- Opening Delimiter -
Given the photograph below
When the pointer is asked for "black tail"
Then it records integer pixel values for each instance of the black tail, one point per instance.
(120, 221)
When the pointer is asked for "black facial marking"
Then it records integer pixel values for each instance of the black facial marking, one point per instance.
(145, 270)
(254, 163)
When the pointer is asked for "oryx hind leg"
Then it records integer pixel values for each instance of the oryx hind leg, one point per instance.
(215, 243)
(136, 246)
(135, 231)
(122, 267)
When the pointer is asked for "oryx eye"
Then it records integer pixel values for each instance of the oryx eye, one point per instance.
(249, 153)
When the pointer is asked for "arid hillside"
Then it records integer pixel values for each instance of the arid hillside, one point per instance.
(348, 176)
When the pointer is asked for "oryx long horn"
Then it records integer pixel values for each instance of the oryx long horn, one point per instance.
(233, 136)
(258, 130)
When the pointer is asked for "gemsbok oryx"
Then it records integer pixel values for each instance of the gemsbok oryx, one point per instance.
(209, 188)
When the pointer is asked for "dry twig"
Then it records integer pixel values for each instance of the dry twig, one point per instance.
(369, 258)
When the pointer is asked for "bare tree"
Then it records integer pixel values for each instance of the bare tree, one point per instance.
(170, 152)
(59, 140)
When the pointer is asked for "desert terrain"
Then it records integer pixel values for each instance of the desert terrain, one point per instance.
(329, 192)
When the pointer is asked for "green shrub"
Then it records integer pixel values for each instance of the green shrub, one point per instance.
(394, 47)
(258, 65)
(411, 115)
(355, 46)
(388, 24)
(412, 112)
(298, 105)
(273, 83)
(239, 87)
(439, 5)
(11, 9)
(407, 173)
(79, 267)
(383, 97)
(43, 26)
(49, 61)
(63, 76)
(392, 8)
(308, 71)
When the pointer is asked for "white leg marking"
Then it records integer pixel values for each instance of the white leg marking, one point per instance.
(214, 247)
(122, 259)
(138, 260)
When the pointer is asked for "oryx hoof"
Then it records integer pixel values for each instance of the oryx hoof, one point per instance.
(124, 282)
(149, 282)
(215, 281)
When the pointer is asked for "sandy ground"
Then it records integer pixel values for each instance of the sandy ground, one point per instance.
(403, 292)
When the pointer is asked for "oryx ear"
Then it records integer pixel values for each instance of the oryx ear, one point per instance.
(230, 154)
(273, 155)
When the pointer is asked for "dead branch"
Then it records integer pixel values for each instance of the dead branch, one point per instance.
- Closing Delimiter -
## Exercise
Show each line of the material holding "branch".

## Reply
When the pointer is asked for "dead branch"
Then it records integer pixel values for each instance of the dead branch, one point per instance.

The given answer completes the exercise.